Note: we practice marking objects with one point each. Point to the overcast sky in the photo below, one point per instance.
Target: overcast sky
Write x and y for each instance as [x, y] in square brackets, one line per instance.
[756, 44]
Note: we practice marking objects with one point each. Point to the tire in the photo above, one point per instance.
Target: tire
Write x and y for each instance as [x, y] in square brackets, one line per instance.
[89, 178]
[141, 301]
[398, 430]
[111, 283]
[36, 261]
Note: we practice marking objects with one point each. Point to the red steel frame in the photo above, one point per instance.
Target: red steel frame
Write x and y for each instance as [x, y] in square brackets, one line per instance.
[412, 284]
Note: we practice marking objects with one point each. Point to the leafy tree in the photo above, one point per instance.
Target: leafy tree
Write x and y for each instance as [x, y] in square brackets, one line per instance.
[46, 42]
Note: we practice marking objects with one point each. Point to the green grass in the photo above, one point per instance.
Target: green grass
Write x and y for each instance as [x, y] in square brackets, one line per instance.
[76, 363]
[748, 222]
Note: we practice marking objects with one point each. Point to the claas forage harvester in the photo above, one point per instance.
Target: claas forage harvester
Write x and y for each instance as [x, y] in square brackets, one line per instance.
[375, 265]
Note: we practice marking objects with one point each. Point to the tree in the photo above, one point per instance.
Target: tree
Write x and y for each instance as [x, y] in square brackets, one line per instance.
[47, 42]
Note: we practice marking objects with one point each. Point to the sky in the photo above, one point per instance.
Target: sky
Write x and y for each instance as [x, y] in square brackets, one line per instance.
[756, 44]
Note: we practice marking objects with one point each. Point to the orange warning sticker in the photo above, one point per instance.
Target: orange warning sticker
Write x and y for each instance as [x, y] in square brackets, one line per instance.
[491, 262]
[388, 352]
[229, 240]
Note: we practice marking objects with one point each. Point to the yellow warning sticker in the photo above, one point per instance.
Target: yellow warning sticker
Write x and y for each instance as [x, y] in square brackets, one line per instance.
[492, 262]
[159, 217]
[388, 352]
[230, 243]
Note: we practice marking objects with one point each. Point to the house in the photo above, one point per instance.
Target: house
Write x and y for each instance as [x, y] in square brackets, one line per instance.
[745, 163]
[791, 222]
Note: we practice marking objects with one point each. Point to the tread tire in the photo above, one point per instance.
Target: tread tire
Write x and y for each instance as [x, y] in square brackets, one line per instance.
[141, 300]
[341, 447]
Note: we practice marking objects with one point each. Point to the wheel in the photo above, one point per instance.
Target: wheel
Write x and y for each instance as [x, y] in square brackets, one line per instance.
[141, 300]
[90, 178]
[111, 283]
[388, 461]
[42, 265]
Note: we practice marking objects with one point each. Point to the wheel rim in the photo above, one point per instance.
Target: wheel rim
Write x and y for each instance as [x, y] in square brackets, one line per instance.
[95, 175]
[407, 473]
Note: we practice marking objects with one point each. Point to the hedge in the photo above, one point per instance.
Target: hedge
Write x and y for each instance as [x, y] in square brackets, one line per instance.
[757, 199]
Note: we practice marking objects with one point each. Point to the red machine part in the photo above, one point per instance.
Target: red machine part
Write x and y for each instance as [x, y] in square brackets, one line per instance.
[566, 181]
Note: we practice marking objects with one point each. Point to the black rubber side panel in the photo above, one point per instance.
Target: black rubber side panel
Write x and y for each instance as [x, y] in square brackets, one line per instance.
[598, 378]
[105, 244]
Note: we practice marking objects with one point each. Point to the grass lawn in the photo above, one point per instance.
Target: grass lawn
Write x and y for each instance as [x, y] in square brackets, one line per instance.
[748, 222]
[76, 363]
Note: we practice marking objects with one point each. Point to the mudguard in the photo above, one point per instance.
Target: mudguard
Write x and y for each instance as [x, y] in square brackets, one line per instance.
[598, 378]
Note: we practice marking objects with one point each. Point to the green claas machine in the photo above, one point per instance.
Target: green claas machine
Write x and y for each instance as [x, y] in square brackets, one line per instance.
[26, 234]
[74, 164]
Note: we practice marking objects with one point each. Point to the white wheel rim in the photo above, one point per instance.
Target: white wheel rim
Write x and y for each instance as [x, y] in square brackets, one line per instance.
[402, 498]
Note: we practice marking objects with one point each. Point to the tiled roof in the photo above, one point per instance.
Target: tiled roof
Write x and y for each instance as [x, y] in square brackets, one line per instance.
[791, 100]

-=-=-=-=-

Directions: Retype all the records, matching them exactly.

Complete response:
Note: we practice marking objects with one point each. Point to the overcast sky in the photo below, one point per instance.
Target: overcast sky
Write x and y for each instance as [x, y] in square brackets, one line per instance.
[756, 44]
Note: we practice marking objects with one point each. Point to the tire in the photo above, one point per instance.
Target: tire
Write x and y for each instance as [x, y] in square brackets, one line per instance.
[89, 178]
[141, 301]
[398, 430]
[111, 283]
[36, 261]
Note: we practice marking objects with one point each. Point to the red steel frame in the photo above, one point per instance.
Target: red steel frame
Write x and y for each instance as [x, y] in square brackets, one line per instance.
[412, 284]
Note: we practice marking objects with one point each. Point to the leafy tree in the photo above, one point per instance.
Target: leafy tree
Write x and y for each instance as [x, y] in square brackets, one line per instance.
[46, 42]
Note: we practice marking objects with one point each. Point to the green grass in the photo above, one point per instance.
Target: green grass
Write x and y for each instance as [x, y] in square brackets, one line per instance.
[76, 363]
[748, 222]
Note: we practice marking objects with one point each. Point to the claas forage harvester in the photo above, one point per instance.
Target: claas forage harvester
Write x and y for each instance as [x, y] in square brackets, one line per instance.
[375, 265]
Note: we practice marking objects with one point each. Point to the tree in the photo above, one point per instance.
Target: tree
Write x and y for each instance as [x, y] in square brackets, one line per instance.
[47, 42]
Note: we practice marking objects with one point each. Point to the sky in the photo above, one point per instance.
Target: sky
Write x and y for each instance as [x, y] in square brackets, one line per instance.
[756, 44]
Note: we practice marking objects with one point each. Point to the orange warning sticker in the photo above, one point per instance.
Target: orange warning sticker
Write x and y for each instance as [x, y] in square brackets, one line per instance.
[491, 262]
[388, 352]
[229, 240]
Note: we practice marking objects with one point each. Point to the yellow warning sticker in the photo above, one point per instance.
Target: yellow warning sticker
Write x and y for each instance as [x, y] in square brackets, one line per instance.
[492, 262]
[159, 217]
[388, 352]
[230, 243]
Note: we practice marking objects with one point each. Point to the house in the photo above, one point per instance.
Target: house
Write x and y for each instance as [x, y] in square brackets, one line per instance.
[745, 163]
[791, 222]
Note: we practice marking objects with one point each. Point to the tread tire in the photo above, one point per instance.
Target: tread tire
Write x and y for each instance as [x, y] in square brackets, one line per instance.
[141, 300]
[341, 447]
Note: we practice marking objects with one point each. Point to the wheel in the photo above, one point per instance.
Target: wheel
Write x and y for each instance as [x, y] in square brackets, one line per instance.
[141, 300]
[90, 178]
[111, 283]
[388, 461]
[42, 265]
Note: we practice marking objects with one point each. Point to the wheel rim in the photo above, one point per instance.
Target: wheel rim
Write x and y for each instance as [x, y] in square brackets, one line per instance.
[95, 175]
[407, 473]
Note: we practice marking objects with one point each. Point to the hedge in the photo above, one point per instance.
Target: hedge
Write x and y for each instance as [x, y] in square brackets, one line per instance.
[757, 199]
Note: we practice marking objects with one point each. Point to the red machine part in the photo above, one point per instance.
Target: red machine part
Write x and y for each instance as [x, y] in square brackets, one line per instance.
[566, 181]
Note: we practice marking objects with one point each. Point to the black rubber side panel in the photo above, one point per instance.
Target: black rubber side panel
Write x and y for each instance as [x, y] in square brackets, one line per instance.
[598, 378]
[105, 244]
Note: we practice marking objects with one point each. Point to the grass lawn in the photo above, one point per instance.
Target: grass lawn
Write x and y for each instance as [x, y] in square brackets, one line per instance.
[748, 222]
[76, 363]
Note: we practice marking objects with one point each. Point to the mudguard in the photo above, one point per instance.
Target: mudguard
Write x and y for each instance as [x, y] in square brackets, one line per instance.
[598, 378]
Note: we practice marking objects with one point each. Point to the green claas machine in the photo above, one point per instance.
Target: green claas machine
Write x and y for each instance as [x, y] in square brackets, one line per instance.
[26, 234]
[74, 164]
Note: we practice marking objects with one point each. Point to the white wheel rim in the photo above, one point per instance.
Target: white wheel rim
Write x and y for each instance as [x, y] in square brackets, one line per instance.
[402, 498]
Note: we practice marking objects with one point each. Point to the tiled roof in the photo above, one point per instance.
Target: tiled roof
Write x and y for each instance as [x, y] in square brackets, one line per instance.
[791, 100]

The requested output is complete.